━━━ ARTICLE ━━━

The discontinuation of EJScreen has heightened the importance of community-generated data. In the absence of a federal baseline, CBPR frameworks offer a democratic, place-based model for identifying inequities and guiding ESG disclosures. Community metrics now function not only as substitutes for federal tools, but also as more responsive instruments for EJ accountability.
Public–Private–Community Partnerships
The integration of EJ metrics into ESG frameworks requires public–private–community partnerships. These collaborations pool regulatory authority, technical expertise, and local knowledge to develop robust data systems that monitor environmental conditions, track compliance, and sustain enforcement.
The state plays a key role in facilitating EJ solutions, while ESG can operate as a temporary remedy for the lack of mandatory environmental regulations and unequal distribution of environmental harms. Public and private governance must work together to address environmental degradation and inequitable treatment of EJ communities.
One challenge is the reliance on upstream climate and environmental data controlled by public institutions. Selective disclosure and proprietary models can exacerbate information inequality and greenwashing. Public–private partnerships can help develop accessible, standardized tools that democratize environmental data.
Community capacity-building remains central to EJ strategies. Effective programs emphasize collaborations, technical assistance, and CBPR to empower communities and produce tangible results. 5
The EPA has promoted Community-Based Public-Private Partnerships (CBP3s) to support green infrastructure investments. These partnerships offer cost-efficient alternatives to traditional infrastructure models while delivering local economic and social benefits.
Despite these opportunities, tensions persist. EJ groups often distrust government and corporate actors due to historical exploitation. Many view these institutions as adversaries rather than allies. 6 Overcoming this mistrust requires transparency, accountability, and sustained engagement grounded in mutual respect.

━━━

● **OBJECTIVES**:
1. Could you retype the passage on environmental justice partnerships between "One challenge is" and "democratize environmental data.", inclusive?
2. How would you extend the passage on environmental justice partnerships, picking up after its final sentence?
The lines here are unrelated to the passage on environmental justice partnerships.

━━━ SUPPLIED INFORMATION ━━━

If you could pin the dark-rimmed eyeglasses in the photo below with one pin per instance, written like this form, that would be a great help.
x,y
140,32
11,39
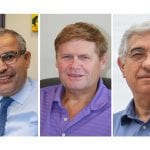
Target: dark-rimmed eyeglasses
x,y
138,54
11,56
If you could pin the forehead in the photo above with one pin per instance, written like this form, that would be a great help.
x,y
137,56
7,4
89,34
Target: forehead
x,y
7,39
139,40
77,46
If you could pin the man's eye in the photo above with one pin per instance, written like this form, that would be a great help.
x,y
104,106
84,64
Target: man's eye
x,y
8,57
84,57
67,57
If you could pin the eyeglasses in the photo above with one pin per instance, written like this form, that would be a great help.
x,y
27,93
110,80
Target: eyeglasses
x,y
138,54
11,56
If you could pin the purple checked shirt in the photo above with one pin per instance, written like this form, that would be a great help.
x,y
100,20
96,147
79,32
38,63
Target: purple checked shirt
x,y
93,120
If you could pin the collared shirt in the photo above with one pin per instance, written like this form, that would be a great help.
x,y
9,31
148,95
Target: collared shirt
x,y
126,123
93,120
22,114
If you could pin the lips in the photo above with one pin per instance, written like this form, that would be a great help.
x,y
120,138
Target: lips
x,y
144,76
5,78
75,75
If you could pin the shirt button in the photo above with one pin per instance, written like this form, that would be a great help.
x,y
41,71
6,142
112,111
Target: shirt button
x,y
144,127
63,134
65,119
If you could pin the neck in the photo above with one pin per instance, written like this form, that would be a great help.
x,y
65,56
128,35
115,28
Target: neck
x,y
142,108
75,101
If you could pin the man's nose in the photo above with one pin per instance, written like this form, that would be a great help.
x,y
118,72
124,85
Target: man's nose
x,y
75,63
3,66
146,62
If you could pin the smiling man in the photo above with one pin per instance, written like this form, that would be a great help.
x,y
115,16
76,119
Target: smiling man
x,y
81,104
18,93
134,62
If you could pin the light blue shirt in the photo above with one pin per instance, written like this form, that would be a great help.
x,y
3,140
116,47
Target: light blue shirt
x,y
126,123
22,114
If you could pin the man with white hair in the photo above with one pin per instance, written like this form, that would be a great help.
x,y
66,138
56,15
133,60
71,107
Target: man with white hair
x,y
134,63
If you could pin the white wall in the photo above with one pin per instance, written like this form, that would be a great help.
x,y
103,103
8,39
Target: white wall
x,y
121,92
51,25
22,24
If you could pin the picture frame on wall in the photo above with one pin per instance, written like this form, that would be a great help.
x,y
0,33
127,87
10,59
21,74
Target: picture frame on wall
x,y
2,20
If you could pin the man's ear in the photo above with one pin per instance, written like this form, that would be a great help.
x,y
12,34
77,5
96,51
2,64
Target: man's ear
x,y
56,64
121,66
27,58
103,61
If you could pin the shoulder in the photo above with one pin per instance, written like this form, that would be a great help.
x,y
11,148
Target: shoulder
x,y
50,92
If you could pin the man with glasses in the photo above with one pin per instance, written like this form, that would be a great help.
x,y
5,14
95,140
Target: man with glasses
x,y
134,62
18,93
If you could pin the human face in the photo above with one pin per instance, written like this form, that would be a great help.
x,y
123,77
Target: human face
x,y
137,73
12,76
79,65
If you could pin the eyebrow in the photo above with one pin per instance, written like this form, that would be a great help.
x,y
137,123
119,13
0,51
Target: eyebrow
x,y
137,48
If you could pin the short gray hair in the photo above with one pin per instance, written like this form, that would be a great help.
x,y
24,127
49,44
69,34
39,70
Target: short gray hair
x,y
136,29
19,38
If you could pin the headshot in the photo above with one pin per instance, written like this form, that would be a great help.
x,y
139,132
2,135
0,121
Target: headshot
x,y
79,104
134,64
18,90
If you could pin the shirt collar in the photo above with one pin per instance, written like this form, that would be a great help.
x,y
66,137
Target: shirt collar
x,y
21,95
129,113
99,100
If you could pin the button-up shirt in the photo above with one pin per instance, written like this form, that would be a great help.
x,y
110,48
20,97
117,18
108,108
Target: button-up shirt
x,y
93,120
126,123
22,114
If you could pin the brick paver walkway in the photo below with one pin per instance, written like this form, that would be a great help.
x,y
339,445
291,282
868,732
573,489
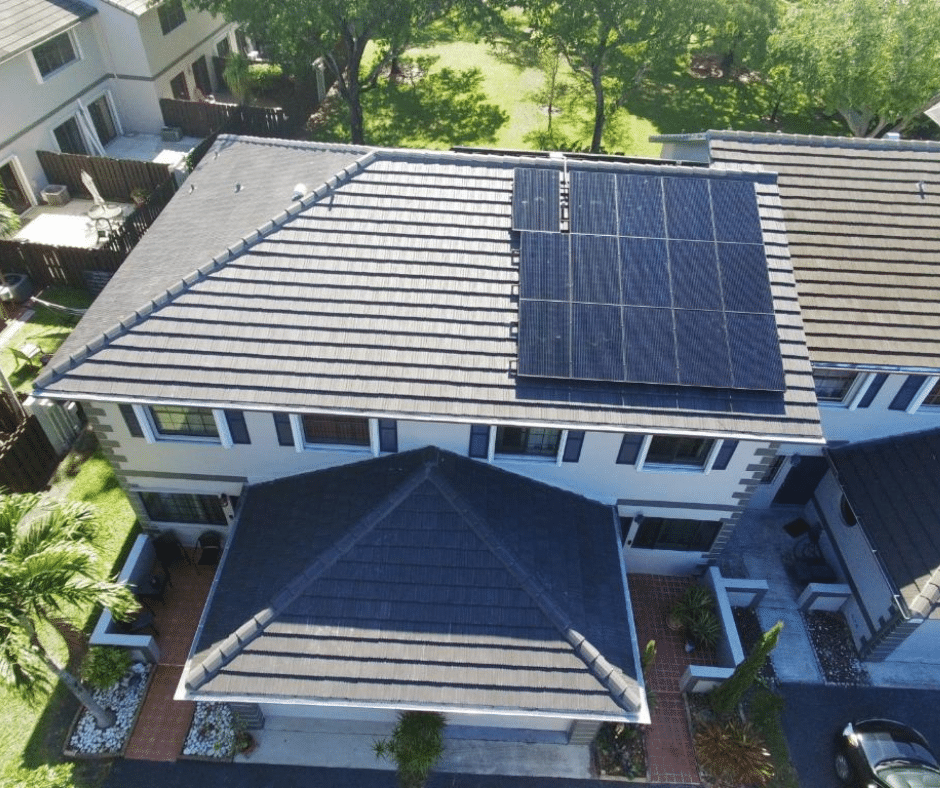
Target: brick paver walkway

━━━

● **OUTPUTS BY TASK**:
1.
One challenge is the reliance on upstream climate and environmental data controlled by public institutions. Selective disclosure and proprietary models can exacerbate information inequality and greenwashing. Public–private partnerships can help develop accessible, standardized tools that democratize environmental data.

2.
Corporate EJ Disclosure in Sustainability Reports
Even after the federal rollback of EJScreen , some companies continue to disclose EJ efforts in sustainability reports. These disclosures are often motivated by consumer expectations, investor preferences, reputational risk management, and heightened scrutiny of permitting decisions in overburdened communities.
Corporate sustainability reports typically use frameworks such as the International Sustainability Standards Board (ISSB), the Sustainability Accounting Standards Board (SASB) which now part of the ISSB, and The Global Reporting Initiative (GRI). EJ criteria may be disclosed under material topics like Community Relations, Human Rights, or Local Community Engagement.
The chemical sector provides a useful case study due to its historical links to environmental justice concerns. 7 After surveying more than 142 sustainability reports, only four reports explicitly referenced “environmental justice.”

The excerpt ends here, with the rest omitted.